§ PROVIDED TEXT:
Francisc’s post last week immediately made me think of something which I wrote earlier this year, looking at the relationship between forms and boxes on the one hand, and writing practices on the other. I sent it to him and he invited me to adapt it for this blog.

“Think outside the box.” How often, in this globalised, economy-driven world do we stumble upon this tired and trite cliché? And let’s be honest, the mildly adapted “think outside the brief” isn't any better. Both of them are sorry examples of the so-called “buzzspeak” of the business ecosphere, still somehow in vogue, particularly among those who don’t work in the business world. They’re pretty frustrating, if you asked me, and that’s primarily because, in their very utterance, they recreate the thing they are attempting to circumvent; they merely draw a bigger box to contain this very out-of-the-box thinking, without making things any clearer or easier than they were in the beginning. What was outside the brief, even if only for a moment, is now firmly back inside it. The box, the brief, they have simply been restated, much like how schoolteachers restate ignorance in their attempts to explain it away. But more on this later…

The attack of the Mighty Form

I became rather obsessed with forms and boxes, in part due to having to fill in a lot of them for various scholarships I was applying for. (You have to be in to lose, as one of my friends says. I lost.) Of course, once you start looking for forms, you start seeing them everywhere, particularly in the university where I currently study, and hope to work one day (the only difference between these two things, ideally speaking, ought to be a salary, but we know this isn't entirely true, right?). The place is practically awash with forms. Listing even only a few of them is enough to make one’s head spin: forms for grant proposals, scholarships, transfer requests, concession forms, extensions, confidentiality agreements, and so on and so forth. Forms and boxes everywhere. The university is a realm of knowledge whose foundations are built on paper. Its day-to-day is a constant transaction of forms and paperwork.

§ EXERCISE A:
Turn the rows between the line holding "Query: solid white edge line" and the line holding "Mark the region of every instance of the solid", inclusive, into a numbered list, leaving out any blank lines.

Labeled region records:
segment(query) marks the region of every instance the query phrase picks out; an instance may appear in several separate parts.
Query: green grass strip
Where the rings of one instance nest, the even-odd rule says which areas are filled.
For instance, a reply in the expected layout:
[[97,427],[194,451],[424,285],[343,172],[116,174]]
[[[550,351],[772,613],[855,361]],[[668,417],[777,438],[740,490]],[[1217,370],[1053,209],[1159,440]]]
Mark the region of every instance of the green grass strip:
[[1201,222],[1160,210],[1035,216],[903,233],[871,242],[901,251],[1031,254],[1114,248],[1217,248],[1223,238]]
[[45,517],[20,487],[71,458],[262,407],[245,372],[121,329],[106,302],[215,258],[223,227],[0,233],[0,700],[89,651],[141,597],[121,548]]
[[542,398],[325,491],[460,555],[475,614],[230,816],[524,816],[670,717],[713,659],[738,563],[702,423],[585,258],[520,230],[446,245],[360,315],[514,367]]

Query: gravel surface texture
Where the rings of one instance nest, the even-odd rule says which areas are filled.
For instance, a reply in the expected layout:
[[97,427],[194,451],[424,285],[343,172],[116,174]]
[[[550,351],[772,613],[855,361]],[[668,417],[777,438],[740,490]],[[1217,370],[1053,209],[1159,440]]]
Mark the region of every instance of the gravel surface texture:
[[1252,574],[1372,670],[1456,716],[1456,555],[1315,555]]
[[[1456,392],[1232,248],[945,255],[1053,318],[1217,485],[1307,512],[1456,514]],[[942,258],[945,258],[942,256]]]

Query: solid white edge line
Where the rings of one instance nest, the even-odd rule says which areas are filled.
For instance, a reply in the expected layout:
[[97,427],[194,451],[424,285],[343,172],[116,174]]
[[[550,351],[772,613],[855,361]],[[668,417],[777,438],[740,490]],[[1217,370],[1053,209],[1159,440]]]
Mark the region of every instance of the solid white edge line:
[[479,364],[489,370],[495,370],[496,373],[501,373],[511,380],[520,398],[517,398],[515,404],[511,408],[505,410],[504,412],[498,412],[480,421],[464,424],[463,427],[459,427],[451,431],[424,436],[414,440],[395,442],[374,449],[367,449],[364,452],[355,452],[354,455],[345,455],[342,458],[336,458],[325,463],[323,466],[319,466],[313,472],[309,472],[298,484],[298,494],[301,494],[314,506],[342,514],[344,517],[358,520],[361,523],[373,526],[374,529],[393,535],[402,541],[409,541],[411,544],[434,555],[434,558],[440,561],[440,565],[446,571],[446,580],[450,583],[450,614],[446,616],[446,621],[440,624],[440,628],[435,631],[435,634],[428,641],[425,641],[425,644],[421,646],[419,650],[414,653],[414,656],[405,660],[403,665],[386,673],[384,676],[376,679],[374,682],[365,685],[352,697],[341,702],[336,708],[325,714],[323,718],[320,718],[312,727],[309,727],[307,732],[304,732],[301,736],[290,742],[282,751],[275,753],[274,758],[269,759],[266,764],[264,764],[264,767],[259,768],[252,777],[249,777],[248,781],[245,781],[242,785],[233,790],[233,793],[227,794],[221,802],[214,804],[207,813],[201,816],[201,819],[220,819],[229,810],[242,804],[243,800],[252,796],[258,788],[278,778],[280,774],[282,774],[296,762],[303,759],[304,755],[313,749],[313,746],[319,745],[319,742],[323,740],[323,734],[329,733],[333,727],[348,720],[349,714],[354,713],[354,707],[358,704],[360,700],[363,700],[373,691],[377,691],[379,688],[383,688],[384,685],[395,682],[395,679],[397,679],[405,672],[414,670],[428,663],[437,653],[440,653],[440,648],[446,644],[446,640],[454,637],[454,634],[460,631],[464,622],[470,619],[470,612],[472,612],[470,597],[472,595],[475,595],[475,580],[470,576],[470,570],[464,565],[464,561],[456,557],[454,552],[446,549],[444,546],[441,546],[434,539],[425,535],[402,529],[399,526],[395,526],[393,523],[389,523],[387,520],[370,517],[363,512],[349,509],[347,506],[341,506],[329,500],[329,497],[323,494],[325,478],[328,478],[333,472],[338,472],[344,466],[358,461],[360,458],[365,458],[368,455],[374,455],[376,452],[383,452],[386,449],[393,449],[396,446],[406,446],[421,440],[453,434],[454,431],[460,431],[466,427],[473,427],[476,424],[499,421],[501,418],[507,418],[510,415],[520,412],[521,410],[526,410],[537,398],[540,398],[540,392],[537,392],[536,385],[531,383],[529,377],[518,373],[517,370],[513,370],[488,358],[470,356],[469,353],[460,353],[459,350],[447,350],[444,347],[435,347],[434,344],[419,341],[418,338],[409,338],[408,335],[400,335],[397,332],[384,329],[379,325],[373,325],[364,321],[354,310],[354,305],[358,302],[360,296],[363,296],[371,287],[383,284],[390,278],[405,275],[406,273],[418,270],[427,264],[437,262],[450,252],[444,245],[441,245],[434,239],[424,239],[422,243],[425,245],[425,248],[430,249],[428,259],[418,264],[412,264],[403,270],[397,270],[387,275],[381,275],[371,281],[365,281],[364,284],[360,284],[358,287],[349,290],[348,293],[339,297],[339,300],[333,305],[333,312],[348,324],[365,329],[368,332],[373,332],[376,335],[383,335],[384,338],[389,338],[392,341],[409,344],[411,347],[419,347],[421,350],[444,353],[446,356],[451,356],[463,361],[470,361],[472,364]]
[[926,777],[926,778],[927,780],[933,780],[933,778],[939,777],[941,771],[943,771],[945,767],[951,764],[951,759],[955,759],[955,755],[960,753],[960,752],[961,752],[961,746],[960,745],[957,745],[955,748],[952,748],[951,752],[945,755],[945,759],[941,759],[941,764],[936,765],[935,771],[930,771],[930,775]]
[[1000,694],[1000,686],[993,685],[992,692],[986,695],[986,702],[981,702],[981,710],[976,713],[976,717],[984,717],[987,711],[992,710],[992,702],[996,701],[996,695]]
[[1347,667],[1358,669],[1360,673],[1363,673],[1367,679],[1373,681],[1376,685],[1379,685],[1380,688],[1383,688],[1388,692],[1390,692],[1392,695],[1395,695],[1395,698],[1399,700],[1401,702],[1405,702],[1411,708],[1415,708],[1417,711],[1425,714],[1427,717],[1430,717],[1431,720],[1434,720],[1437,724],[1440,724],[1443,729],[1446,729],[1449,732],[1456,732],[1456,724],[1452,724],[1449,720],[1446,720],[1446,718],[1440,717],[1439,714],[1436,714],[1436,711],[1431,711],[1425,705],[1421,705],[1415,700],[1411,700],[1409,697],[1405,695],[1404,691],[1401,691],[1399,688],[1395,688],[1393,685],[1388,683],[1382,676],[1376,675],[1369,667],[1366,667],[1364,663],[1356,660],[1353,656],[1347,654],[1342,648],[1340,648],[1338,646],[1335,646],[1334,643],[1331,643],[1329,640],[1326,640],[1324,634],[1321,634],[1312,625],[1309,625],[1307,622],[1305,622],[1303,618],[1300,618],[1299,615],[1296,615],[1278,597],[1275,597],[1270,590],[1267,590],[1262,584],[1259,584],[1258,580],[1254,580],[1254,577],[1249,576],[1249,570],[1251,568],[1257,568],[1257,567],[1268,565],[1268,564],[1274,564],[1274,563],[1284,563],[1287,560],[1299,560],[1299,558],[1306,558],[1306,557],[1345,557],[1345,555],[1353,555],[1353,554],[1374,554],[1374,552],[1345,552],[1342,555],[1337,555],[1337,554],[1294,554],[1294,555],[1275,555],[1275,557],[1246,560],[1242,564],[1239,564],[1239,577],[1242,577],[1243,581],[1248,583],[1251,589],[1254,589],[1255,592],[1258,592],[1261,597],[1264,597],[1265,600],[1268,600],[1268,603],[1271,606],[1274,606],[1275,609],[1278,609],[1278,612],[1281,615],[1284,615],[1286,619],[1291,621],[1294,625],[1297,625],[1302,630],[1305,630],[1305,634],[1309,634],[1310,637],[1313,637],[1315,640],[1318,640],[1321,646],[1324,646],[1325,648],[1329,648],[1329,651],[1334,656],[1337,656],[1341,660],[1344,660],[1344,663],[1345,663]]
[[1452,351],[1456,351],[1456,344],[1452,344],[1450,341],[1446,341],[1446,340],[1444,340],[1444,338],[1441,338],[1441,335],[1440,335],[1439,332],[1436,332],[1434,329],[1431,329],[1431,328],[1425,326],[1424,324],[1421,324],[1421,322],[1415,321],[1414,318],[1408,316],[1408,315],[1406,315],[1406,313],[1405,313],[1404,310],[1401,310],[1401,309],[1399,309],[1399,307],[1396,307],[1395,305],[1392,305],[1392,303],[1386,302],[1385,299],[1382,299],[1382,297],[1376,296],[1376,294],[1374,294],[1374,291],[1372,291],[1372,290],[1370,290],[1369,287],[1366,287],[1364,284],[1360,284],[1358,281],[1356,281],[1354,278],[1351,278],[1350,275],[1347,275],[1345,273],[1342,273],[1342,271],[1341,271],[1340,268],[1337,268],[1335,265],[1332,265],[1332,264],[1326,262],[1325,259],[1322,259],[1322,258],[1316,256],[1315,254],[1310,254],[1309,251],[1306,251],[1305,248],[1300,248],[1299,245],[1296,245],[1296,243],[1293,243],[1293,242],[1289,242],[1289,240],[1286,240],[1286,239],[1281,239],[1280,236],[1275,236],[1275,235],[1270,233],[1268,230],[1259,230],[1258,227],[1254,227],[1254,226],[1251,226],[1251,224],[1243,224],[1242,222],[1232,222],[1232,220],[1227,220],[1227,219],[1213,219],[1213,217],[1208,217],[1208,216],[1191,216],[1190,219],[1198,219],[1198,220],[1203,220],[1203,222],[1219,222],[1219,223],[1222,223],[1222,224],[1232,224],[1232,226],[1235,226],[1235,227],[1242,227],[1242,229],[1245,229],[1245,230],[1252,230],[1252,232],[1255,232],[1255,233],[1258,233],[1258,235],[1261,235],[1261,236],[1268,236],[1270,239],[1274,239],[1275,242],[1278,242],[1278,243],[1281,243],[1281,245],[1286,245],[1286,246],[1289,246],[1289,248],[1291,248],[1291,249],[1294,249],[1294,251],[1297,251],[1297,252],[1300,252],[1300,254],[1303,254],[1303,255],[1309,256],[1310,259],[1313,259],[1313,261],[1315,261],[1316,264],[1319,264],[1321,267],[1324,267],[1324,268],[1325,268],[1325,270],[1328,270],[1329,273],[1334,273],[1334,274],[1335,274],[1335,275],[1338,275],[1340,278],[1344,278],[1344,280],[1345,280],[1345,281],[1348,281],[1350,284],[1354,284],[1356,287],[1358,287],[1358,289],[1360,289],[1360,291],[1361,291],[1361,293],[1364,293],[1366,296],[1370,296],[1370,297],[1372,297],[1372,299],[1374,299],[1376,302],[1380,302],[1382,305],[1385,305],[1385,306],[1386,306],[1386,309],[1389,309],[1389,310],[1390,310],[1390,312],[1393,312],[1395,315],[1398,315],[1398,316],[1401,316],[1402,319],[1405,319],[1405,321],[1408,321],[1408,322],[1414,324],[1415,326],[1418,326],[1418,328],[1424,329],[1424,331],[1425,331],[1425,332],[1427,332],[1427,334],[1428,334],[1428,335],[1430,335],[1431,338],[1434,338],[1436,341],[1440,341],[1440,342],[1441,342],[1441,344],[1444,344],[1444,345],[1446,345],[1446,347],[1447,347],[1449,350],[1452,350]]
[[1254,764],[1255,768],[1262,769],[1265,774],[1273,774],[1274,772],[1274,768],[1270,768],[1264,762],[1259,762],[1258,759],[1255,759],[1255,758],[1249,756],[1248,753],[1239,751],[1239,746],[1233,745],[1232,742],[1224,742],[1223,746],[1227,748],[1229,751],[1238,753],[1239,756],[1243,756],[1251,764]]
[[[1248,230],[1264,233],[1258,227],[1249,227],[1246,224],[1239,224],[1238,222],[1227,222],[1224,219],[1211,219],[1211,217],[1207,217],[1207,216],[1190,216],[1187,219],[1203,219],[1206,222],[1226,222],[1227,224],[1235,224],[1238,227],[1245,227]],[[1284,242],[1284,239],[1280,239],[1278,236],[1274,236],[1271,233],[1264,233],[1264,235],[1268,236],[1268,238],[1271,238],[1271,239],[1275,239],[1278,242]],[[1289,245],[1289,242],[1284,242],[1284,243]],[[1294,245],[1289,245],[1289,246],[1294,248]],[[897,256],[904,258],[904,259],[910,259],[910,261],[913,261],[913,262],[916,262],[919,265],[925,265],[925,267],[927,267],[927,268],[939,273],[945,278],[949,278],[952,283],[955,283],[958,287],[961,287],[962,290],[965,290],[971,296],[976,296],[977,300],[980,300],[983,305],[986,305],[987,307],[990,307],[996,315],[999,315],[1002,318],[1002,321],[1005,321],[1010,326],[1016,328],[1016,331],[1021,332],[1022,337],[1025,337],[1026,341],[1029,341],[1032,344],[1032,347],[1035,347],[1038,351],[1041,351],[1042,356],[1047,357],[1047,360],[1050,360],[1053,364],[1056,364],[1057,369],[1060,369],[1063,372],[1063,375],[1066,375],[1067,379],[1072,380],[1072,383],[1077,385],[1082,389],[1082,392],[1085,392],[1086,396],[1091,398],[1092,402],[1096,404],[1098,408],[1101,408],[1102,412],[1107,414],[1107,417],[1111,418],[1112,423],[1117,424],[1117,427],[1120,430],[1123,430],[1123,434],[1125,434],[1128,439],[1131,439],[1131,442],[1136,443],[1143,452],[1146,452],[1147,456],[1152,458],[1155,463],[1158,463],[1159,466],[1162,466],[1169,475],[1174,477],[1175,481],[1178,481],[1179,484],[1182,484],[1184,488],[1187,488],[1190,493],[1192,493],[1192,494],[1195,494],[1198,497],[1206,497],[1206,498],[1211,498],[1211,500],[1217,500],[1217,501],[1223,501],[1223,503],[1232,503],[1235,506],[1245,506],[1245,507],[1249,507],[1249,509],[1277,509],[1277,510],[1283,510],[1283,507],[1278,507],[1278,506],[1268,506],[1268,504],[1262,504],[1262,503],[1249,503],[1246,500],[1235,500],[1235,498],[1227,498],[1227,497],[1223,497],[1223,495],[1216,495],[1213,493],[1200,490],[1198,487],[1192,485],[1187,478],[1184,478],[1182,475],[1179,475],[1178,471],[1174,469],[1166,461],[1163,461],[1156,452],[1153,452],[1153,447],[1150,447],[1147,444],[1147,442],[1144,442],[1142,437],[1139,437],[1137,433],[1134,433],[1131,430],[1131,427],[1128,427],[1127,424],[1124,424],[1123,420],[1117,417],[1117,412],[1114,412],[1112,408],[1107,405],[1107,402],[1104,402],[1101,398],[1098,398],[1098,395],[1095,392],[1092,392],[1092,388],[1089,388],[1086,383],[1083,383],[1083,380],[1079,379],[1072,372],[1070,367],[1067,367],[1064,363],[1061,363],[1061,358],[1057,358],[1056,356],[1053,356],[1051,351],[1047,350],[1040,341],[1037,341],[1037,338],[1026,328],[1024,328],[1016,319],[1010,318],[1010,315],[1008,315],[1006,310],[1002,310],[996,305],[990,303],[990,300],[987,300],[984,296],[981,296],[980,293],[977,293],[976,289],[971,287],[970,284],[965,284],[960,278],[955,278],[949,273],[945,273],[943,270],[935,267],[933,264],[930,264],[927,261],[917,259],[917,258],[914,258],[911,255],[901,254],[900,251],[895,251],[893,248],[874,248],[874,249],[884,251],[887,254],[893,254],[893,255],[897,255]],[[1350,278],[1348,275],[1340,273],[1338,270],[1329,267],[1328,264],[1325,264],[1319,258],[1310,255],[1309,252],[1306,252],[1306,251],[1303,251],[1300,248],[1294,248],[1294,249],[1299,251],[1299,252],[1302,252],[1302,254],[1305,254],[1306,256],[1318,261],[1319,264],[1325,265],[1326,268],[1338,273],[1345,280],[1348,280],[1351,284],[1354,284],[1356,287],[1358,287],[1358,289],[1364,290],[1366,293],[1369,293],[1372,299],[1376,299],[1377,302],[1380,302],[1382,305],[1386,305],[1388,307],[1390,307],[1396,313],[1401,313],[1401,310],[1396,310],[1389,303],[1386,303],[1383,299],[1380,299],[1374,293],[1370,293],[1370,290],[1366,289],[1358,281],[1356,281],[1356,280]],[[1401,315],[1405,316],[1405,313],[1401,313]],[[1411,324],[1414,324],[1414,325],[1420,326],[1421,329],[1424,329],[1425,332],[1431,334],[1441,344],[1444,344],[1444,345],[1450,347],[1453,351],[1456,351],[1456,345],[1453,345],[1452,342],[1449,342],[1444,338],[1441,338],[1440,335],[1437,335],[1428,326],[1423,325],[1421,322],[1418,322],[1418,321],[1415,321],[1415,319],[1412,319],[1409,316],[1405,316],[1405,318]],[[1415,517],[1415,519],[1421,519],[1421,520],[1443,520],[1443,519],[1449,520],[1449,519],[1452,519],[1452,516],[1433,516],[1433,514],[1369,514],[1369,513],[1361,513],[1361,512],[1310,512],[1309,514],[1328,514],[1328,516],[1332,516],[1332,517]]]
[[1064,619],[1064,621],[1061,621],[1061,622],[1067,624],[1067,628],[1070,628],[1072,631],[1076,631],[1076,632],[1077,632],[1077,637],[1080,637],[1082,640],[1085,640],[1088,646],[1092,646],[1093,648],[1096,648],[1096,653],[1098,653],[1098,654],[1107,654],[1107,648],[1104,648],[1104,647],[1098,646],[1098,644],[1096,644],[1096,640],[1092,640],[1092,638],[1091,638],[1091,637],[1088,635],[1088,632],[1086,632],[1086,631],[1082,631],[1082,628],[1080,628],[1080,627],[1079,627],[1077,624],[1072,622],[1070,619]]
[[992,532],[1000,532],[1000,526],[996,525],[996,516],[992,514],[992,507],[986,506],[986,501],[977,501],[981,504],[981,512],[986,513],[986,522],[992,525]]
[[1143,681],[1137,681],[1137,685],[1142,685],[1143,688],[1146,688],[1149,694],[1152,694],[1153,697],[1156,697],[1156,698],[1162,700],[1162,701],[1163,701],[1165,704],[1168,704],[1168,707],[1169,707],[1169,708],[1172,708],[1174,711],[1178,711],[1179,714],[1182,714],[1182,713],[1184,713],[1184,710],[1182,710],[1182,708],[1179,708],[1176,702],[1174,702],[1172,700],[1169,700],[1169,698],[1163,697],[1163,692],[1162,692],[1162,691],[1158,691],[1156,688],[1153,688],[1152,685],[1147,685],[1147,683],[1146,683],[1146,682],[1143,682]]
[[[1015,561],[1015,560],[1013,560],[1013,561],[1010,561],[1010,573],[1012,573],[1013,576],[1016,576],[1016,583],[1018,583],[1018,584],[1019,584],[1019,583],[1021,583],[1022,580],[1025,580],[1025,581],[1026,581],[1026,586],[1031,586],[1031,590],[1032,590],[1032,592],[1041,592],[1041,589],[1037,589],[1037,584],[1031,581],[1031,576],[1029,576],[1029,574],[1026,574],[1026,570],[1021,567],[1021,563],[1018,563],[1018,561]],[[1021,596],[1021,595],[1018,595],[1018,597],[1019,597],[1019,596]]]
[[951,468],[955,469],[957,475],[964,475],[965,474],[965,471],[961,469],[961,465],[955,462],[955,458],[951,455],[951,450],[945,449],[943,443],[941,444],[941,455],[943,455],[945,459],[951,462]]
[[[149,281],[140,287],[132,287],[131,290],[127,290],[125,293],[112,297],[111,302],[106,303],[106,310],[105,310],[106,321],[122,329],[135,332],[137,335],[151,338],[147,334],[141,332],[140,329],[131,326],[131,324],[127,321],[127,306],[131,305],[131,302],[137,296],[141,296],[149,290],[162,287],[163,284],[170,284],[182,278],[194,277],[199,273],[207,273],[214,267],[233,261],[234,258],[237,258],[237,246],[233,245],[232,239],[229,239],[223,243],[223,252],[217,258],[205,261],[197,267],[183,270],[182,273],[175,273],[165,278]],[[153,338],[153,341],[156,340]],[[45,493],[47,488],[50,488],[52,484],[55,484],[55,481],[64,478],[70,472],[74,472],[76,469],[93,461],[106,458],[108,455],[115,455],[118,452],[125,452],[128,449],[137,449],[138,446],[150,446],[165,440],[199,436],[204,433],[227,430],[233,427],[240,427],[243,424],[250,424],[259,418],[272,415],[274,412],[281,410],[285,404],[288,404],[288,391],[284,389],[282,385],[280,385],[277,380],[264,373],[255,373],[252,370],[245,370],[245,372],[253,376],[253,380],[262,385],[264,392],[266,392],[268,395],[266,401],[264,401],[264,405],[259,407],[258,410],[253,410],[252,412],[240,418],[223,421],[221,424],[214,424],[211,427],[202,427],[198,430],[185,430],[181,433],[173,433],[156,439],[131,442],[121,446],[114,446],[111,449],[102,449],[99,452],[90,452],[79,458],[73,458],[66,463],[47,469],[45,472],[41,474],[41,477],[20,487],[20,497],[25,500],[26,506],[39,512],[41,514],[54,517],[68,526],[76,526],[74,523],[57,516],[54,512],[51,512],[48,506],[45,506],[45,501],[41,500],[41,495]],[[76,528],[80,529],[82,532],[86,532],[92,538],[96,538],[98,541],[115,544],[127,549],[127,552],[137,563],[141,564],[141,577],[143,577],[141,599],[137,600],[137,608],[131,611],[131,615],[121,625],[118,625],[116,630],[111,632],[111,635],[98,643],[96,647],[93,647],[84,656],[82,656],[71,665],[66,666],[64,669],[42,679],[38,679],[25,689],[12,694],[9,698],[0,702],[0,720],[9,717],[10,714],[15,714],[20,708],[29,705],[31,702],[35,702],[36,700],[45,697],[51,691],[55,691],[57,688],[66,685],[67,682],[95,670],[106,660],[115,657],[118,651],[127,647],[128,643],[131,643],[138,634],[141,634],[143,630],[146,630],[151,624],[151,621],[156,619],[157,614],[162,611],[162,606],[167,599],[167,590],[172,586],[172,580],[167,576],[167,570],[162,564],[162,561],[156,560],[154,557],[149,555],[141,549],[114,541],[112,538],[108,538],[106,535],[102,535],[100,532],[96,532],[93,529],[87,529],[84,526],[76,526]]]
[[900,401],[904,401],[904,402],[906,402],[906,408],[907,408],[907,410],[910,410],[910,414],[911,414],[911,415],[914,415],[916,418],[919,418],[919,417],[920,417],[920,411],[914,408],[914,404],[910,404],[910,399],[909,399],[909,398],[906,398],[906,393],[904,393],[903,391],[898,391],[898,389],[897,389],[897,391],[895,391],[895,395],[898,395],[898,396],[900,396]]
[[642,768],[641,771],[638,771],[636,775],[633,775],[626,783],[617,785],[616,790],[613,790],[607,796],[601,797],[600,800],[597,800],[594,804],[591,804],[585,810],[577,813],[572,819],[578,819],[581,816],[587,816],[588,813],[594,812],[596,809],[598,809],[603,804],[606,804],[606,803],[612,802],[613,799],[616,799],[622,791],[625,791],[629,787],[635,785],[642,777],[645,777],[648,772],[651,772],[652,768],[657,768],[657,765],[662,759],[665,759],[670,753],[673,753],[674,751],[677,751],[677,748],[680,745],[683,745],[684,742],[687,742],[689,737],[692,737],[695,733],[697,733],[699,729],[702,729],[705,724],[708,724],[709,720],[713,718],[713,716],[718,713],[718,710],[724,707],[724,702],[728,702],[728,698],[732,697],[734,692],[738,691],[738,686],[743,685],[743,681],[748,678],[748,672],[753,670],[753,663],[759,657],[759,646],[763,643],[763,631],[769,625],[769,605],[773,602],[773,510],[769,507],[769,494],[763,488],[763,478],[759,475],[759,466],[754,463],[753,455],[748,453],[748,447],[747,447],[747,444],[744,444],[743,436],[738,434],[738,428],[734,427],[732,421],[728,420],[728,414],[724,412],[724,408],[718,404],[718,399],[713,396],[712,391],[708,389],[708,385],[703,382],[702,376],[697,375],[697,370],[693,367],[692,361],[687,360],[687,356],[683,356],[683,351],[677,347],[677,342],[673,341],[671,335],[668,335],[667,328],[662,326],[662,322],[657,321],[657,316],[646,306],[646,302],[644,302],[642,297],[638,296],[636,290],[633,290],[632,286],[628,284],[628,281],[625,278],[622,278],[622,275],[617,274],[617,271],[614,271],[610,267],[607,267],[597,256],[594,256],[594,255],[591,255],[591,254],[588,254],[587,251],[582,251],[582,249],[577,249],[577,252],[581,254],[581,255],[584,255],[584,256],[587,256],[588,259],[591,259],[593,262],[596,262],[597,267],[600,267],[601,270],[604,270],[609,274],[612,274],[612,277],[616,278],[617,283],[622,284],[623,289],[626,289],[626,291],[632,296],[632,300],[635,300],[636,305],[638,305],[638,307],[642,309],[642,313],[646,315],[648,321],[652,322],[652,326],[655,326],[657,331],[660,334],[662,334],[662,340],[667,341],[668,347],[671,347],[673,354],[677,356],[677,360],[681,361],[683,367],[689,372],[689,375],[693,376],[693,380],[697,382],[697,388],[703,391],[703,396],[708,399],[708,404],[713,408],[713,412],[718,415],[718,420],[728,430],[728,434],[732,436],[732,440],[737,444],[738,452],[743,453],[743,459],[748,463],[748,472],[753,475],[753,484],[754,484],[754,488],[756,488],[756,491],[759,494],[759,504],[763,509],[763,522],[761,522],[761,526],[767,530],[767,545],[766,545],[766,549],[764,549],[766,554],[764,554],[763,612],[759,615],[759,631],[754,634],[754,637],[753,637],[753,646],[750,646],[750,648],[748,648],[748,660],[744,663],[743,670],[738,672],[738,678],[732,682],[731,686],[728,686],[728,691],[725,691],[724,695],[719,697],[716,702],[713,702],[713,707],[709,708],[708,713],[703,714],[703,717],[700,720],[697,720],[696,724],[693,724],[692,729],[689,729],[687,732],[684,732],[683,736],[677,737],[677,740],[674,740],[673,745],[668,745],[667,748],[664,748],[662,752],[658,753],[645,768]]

§ EXERCISE B:
Go on with the essay about forms and boxes from the point where it stops.

§ EXPECTED OUTPUT A:
1. Query: solid white edge line
2. Where the rings of one instance nest, the even-odd rule says which areas are filled.
3. For instance, a reply in the expected layout:
4. [[97,427],[194,451],[424,285],[343,172],[116,174]]
5. [[[550,351],[772,613],[855,361]],[[668,417],[777,438],[740,490]],[[1217,370],[1053,209],[1159,440]]]
6. Mark the region of every instance of the solid white edge line:

§ EXPECTED OUTPUT B:
This inflation of blank-spaced documents made me think of the relationship between boxes and writing. For some reason, form-filling doesn't feel like an instance of writing. We don’t perceive it as such. We view it as some separate thing entirely. We’re just filling out forms, and that’s all. Nothing to it. And yet this is probably one of the more consistent acts of transcription that many people ever do. But what can forms and form-writing tell us about writing in general?
When we look at a form, it is usually fairly clear to us what the document is demanding. Either through explicit instruction or implicit design, the form in-forms us as to its specific demands. However, being lost inside this specificity, or rather, obscured by it, is what the form teaches us of its own practice. As a component of the writing process, when we investigate the nature of forms we discover something of the nature of writing. Forms and writing are blended into one another. Looking at it more closely they can’t be separated at all.

The form, the format, the box

I came across the exercise below in my (much younger) sister’s homework some time last year. Evidently, it’s an exercise designed to teach the forming of letters. Recalling it during this form-obsession, I looked online to try and find it, and sure enough, this is a pretty standard manner of teaching letters - one of the first activities we do when learning literacy. The action implicitly obliged by the traceable lines of the letters indicates that this constitutes a kind of form-filling action. Right from the very outset then, in becoming lettered, we learn to form in a dual sense: the forming of letters, and the recognition and replication of the form itself. The ghost-like etchings of the letters, coupled with the boxes inside which they live their gloriously boxed lives, teach the requirement of working within the square, the very basis of form filling.


An aid made by teacher Angela Griffith for children to learn to transcribe letters. 
The whole scholastic-educative system proves to be underpinned by forms and the act of form-filling, right from the very first exercises we undertake (or are under-taken for us and to us) in writing. Most of these incipient writerly activities take the very clear shape of a form, in the guise of spelling sheets, math problems and so on. Although it becomes increasingly oblique over the course of our schooling, this framework is consistent throughout the process of our education. The very notion of homework can be considered a form-performance action, informed as it is by such exercises, all of which fit under the form-filling umbrella. It all brings new light to the concept of formal education itself (not to mention the notion of being informed). The repetitive form-filling action teaches us increasingly to recognise less the parameters of a form or forms, or indeed, even question them, and pay more attention to the specifics of the individual form in particular. The meta-learning process of filling in boxes is obscured by its regularity and its special way of hiding behind demand. But let’s just look at this again. Would it be too much to see the entire educative process as a progression of filled-in boxes? Would it be too presumptuous of us to see that most of the rewards we get are in fact rewards for having acquired this unique skill, for having mastered this unique educational contraption: the box?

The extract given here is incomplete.